* **GIVEN PASSAGE**:
◆ ◆ ◆

The RNDA, in the open letter made available to journalists in Yenagoa via electronic email and signed by ‘Major General’ Johnmark Ezonbi, warned the government not to take the present ceasefire agreement for granted.

The letter partly read, “Through the ceasefire, the country is enjoying daily crude oil production of between 2.2 and 2.4million barrels of crude production which amount to billions of naira daily for the Federal Government. It also helped the country to get out of recession. So, the government should not take our patience and silence for granted.

“We want to state categorically that the President Muhammadu Buhari-led  Federal Government is insensitive and practically negating the principles of natural justice by using resources derived from a neglected region to combat insurgency in the North-East in the senseless Boko Haram war to the tune of $1bn from ECA.

“Why not access the fund from excess account from the sale of agriculture products in the northern part of the country? Why must it be from the creeks of the Niger Delta?

◆ ◆ ◆

* **RECORDED DATA**:
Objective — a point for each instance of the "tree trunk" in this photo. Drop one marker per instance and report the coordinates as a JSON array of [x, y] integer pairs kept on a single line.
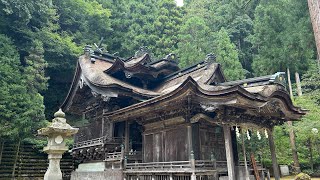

◆ ◆ ◆

* **PROBLEMS TO SOLVE**:
**A.** In the passage on the RNDA letter, who signed the open letter?
**B.** Rewrite the passage on the RNDA letter starting at "The RNDA, in" and ending at "silence for granted.", putting "truce" in place of "ceasefire".
**C.** Write what comes next in the passage on the RNDA letter, following on from its last sentence.

* **EXPECTED ANSWERS**:
**A.** ‘Major General’ Johnmark Ezonbi

**B.**
The RNDA, in the open letter made available to journalists in Yenagoa via electronic email and signed by ‘Major General’ Johnmark Ezonbi, warned the government not to take the present truce agreement for granted.

The letter partly read, “Through the truce, the country is enjoying daily crude oil production of between 2.2 and 2.4million barrels of crude production which amount to billions of naira daily for the Federal Government. It also helped the country to get out of recession. So, the government should not take our patience and silence for granted.

**C.**
“The Federal Government’s insensitivity to the Niger Delta development has obviously reached its crescendo. We will not take this but resist with our might. This broad day light robbery against the Niger Delta people will not be accepted by us. We are going to resist this perpetual injustice against our long-neglected people in the region.”

They, therefore, demanded the Niger Delta’s own share of $1bn from ECA for the development of the Niger Delta within four weeks.

They warned that the region would witness a massive destruction of oil pipelines and installations if the government failed to accede to their demand.

 The coalition boasted that in a well-coordinated attack tagged, ‘Cripple the Economy with Zero Crude Oil Production,’ there would be no more oil funds to finance the 2018 budget.